PROVIDED PASSAGE ::
While the full story deserves to be read (with some popcorn for good measure), here are some excerpts (emphasis is ours) from this detailed investigation that once again shows the "insatiable appetite for global surveillance" that the United States seems to have, as revealed by the Snowden leaks in 2013, as well.

It all started with Boris Hagelin, the founder of Crypto

The deal called for Hagelin, who had moved his company to Switzerland, to restrict sales of his most sophisticated models to countries approved by the United States. Nations not on that list would get older, weaker systems. Hagelin would be compensated for his lost sales, as much as $700,000 up front.

The CIA history all but gloats about crossing this threshold. “Imagine the idea of the American government convincing a foreign manufacturer to jimmy equipment in its favor,” the history says. “Talk about a brave new world.”

The NSA didn’t install crude “back doors” or secretly program the devices to cough up their encryption keys. And the agency still faced the difficult task of intercepting other governments’ communications, whether plucking signals out of the air or, in later years, tapping into fiber optic cables.

DATA EXTRACT ::
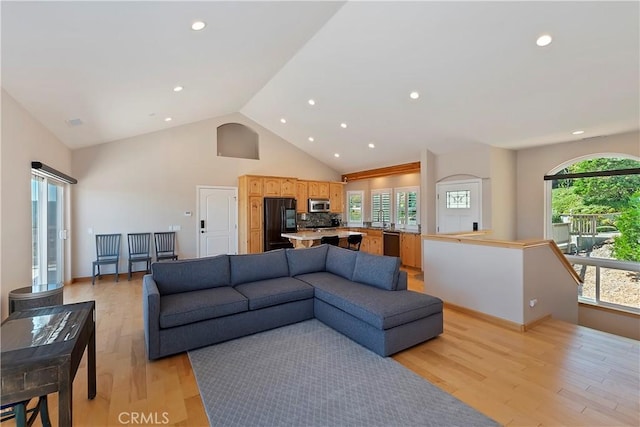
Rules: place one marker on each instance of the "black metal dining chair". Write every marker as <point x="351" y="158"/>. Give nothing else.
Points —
<point x="331" y="240"/>
<point x="354" y="241"/>
<point x="139" y="250"/>
<point x="107" y="252"/>
<point x="165" y="245"/>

DESCRIPTION OF THE TASK :: Return the full excerpt about Boris Hagelin, Crypto, and American surveillance, reproducing every word and punctuation mark without alteration.

ANSWER TO THE EXERCISE ::
While the full story deserves to be read (with some popcorn for good measure), here are some excerpts (emphasis is ours) from this detailed investigation that once again shows the "insatiable appetite for global surveillance" that the United States seems to have, as revealed by the Snowden leaks in 2013, as well.

It all started with Boris Hagelin, the founder of Crypto

The deal called for Hagelin, who had moved his company to Switzerland, to restrict sales of his most sophisticated models to countries approved by the United States. Nations not on that list would get older, weaker systems. Hagelin would be compensated for his lost sales, as much as $700,000 up front.

The CIA history all but gloats about crossing this threshold. “Imagine the idea of the American government convincing a foreign manufacturer to jimmy equipment in its favor,” the history says. “Talk about a brave new world.”

The NSA didn’t install crude “back doors” or secretly program the devices to cough up their encryption keys. And the agency still faced the difficult task of intercepting other governments’ communications, whether plucking signals out of the air or, in later years, tapping into fiber optic cables.